* **DOCUMENT SEGMENT**
..............................

Monday 18 May 2015

Notes on GOTHIC period - for anyone who missed it........

  • Culturally and intellectually, France was the most important country in Europe in the mid 13th century.  Paris was its shining light, but other large towns like Chartres, Tours, Orleans and Reims were also renowned centers of learning with their own universities and great cathedrals.

The purpose of the cathedral:
The cathedral had 2 purposes –
1)    It was the moist important status symbol of the tow
2)    It served to educate the faithful


Features of the Gothic Style:
·        Pointed arches
·        Ribbed vault
·        Radiating chapels
·        The clustered columns supporting ribs spreading in different directions
·        Flying buttresses, which enabled the insertion of large clerestory (upper level) windows
·        Large stained glass windows
·        Tracery and window moulding

These splendid places of worship must have had an extraordinary effect on ordinary people of the middle ages. Coming as they did from small, dark, cramped houses, it is easy to imagine how the space and beautiful coloured light flickering through the magnificent stained glass windows and falling on the heads of rich as poor alike was seen as God’s grace.


Chartres Cathedral:
  • Chartres cathedral, about 50miles from Paris, is considered to be one of the finest examples of the high Gothic style and is one of the greatest of all French Gothic cathedrals.
  • It is visible from miles away, but it is only when the visitor comes closer that the buildings of the town clustered at the end of the hill come to view.
  • Dedicated to Our Lady, and regarded as the ‘seat of the virgin mary on earth’, Charters was a major pilgrimage site and its most sacred relic was the Santa Camisia, the gown worn by the Virgin Mary during childbirth.
  • When the old Romanesque church fell victim to a fire in 1134, the opportunity for the building of a new church was presented, but it was not long before disaster struck again.
  • Om 10th July 1194, another even more terrible fire overwhelmed not just the cathedral but also the town.

..............................

* **REQUIREMENTS**
- A) Answer these questions using the notes on the Gothic period:
(i) Which country was the most important in Europe, culturally and intellectually, in the mid 13th century?
(ii) About how far from Paris is Chartres cathedral?
(iii) What was the most sacred relic at Chartres?
- B) Please retype the part of the entries that opens with the line containing "One point marks each instance of the leaf" and runs through the end of the entries, with both ends included.

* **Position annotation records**
..............................

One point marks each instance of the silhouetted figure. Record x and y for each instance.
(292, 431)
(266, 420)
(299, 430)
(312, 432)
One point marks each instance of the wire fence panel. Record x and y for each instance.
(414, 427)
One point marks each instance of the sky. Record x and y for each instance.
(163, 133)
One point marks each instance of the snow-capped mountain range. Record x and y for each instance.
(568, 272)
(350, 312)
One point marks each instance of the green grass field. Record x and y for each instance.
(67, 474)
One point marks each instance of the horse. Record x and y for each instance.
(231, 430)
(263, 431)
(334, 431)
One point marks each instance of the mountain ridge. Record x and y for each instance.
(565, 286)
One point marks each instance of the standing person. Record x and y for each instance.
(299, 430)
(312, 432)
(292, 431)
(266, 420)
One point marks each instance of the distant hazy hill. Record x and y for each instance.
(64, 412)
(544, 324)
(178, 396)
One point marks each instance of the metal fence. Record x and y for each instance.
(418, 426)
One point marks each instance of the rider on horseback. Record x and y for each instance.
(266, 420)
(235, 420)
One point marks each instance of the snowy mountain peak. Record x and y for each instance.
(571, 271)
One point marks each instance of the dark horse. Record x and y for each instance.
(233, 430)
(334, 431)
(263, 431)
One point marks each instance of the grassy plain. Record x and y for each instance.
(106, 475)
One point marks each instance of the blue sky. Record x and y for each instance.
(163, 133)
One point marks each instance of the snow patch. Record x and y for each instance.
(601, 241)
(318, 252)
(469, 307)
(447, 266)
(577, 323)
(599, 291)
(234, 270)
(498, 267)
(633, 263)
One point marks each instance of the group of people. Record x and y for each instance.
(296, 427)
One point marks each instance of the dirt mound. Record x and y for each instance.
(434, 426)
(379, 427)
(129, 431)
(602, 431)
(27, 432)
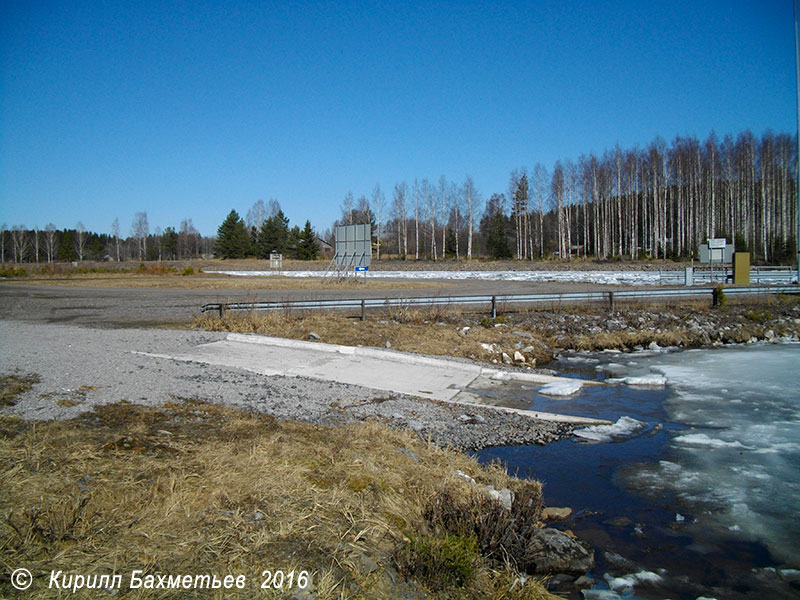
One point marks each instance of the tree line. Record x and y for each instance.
(661, 201)
(266, 231)
(20, 244)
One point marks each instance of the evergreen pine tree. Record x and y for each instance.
(273, 235)
(232, 238)
(307, 247)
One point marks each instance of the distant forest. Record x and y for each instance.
(661, 201)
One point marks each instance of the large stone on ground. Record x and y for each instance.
(553, 551)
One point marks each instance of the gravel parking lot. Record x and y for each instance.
(79, 367)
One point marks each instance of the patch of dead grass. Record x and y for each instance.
(198, 488)
(210, 281)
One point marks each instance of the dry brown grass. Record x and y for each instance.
(210, 281)
(196, 488)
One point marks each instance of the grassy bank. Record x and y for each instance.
(533, 336)
(194, 488)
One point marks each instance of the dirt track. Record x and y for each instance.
(123, 307)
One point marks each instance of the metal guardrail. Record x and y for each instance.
(489, 300)
(758, 275)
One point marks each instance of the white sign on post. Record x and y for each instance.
(716, 243)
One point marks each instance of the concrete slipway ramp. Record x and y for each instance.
(391, 371)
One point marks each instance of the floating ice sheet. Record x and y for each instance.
(561, 388)
(625, 427)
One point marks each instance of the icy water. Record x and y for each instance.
(695, 491)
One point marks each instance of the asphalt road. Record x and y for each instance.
(128, 307)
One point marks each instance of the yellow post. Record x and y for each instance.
(741, 268)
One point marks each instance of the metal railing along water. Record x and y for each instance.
(493, 301)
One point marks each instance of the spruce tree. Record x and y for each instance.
(232, 238)
(307, 247)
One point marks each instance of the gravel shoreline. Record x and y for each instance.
(79, 368)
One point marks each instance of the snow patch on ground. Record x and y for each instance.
(602, 277)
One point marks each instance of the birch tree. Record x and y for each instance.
(115, 235)
(400, 208)
(139, 230)
(49, 241)
(378, 201)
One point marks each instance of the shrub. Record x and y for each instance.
(12, 272)
(440, 562)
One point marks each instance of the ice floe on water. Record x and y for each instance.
(649, 380)
(702, 439)
(628, 582)
(561, 388)
(624, 428)
(734, 458)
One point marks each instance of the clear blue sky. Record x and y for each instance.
(189, 109)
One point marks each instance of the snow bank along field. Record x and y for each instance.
(598, 277)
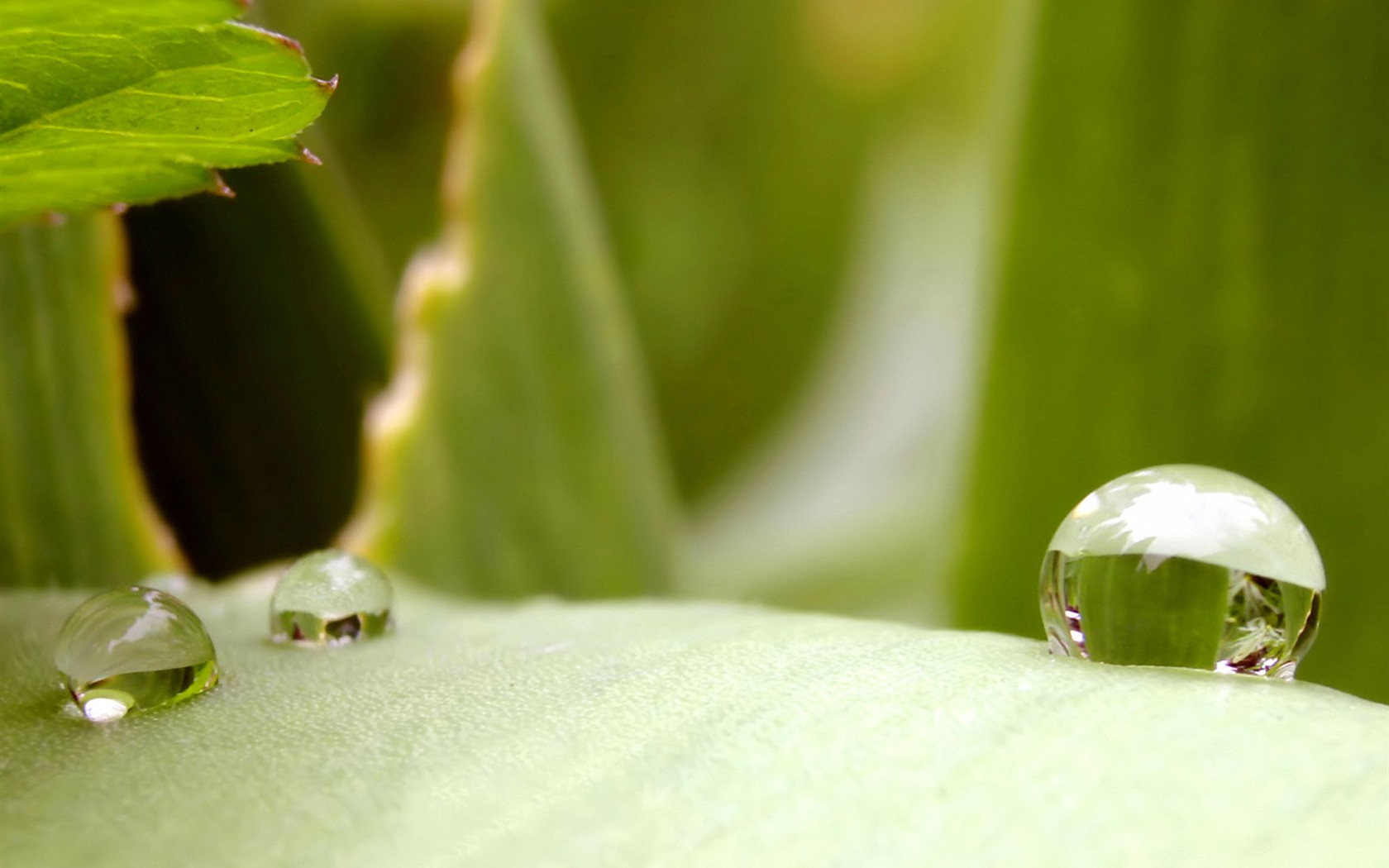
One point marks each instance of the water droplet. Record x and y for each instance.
(134, 649)
(1184, 565)
(330, 598)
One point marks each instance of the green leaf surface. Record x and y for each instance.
(514, 451)
(263, 327)
(73, 508)
(390, 124)
(731, 160)
(1195, 273)
(135, 100)
(637, 733)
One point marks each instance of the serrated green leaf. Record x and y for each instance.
(678, 735)
(390, 126)
(1195, 273)
(514, 451)
(73, 510)
(135, 100)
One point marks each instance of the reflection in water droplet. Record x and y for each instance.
(1184, 565)
(330, 598)
(134, 649)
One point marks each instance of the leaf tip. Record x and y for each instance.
(218, 188)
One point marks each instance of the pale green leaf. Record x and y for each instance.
(637, 733)
(73, 508)
(514, 451)
(135, 100)
(1195, 273)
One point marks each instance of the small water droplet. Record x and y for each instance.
(330, 598)
(134, 649)
(1184, 565)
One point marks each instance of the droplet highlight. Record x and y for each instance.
(134, 649)
(1184, 565)
(330, 598)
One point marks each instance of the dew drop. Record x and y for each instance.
(1184, 565)
(330, 598)
(134, 649)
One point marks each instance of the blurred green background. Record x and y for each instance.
(906, 279)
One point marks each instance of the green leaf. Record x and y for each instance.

..............................

* **LIST OF SOLUTIONS**
- A)
(i) France
(ii) About 50 miles
(iii) The Santa Camisia, the gown worn by the Virgin Mary during childbirth

- B)
One point marks each instance of the leaf tip. Record x and y for each instance.
(218, 188)
One point marks each instance of the pale green leaf. Record x and y for each instance.
(637, 733)
(73, 508)
(514, 451)
(135, 100)
(1195, 273)
One point marks each instance of the small water droplet. Record x and y for each instance.
(330, 598)
(134, 649)
(1184, 565)
One point marks each instance of the droplet highlight. Record x and y for each instance.
(134, 649)
(1184, 565)
(330, 598)
One point marks each instance of the dew drop. Record x and y for each instance.
(1184, 565)
(330, 598)
(134, 649)
One point marks each instance of the blurred green background. Record x and y for each instance.
(906, 279)
One point marks each instance of the green leaf. Record x and y for each instance.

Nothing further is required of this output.